-- AVAILABLE DATA --
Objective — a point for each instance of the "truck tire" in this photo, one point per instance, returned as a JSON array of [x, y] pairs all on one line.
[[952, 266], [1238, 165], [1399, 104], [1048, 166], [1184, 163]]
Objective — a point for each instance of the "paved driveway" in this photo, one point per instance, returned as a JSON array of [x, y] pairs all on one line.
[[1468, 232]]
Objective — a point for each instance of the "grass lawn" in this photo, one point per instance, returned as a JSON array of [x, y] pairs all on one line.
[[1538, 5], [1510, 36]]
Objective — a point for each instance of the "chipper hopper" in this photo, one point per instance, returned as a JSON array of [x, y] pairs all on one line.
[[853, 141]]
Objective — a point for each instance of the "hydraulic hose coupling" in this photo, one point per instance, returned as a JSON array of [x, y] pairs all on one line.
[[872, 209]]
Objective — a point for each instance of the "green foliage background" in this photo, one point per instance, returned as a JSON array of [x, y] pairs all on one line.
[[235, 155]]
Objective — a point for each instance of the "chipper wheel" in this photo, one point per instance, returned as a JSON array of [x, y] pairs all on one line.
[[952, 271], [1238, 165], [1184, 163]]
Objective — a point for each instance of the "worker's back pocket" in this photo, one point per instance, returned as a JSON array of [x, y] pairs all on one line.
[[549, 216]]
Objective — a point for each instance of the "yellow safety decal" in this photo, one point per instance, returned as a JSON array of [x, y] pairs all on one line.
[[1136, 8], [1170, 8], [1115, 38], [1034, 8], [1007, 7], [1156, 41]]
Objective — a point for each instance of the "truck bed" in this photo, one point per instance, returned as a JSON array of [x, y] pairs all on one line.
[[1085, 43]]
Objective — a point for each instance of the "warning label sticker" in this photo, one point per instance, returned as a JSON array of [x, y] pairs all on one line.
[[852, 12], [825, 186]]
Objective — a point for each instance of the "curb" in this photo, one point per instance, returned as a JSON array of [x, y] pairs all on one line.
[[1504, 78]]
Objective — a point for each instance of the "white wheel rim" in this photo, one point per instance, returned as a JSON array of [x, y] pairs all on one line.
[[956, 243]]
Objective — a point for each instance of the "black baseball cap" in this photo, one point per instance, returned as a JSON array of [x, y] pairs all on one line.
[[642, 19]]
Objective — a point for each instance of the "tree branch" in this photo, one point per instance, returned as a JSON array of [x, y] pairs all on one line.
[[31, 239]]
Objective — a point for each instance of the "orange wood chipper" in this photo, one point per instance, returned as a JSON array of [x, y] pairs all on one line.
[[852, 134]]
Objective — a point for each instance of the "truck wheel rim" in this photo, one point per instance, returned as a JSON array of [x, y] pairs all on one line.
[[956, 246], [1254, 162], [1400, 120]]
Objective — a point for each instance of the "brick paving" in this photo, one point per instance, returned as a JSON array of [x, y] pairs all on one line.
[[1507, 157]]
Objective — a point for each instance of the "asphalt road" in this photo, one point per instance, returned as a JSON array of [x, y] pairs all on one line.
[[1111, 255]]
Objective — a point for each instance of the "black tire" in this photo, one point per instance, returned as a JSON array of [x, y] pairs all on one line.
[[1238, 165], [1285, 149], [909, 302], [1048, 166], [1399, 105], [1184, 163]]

-- SET TASK --
Copy out each line of the records above that contains the word "black".

-- TASK OUTPUT --
Objective — a point for each instance of the "black baseball cap" in this photo, one point per instance, returned as a JSON array of [x, y] pairs all on one line.
Objective — a point for each instance of the "black tire" in this photo, one point per instance, returned as a JSON array of [x, y] pairs all on one line.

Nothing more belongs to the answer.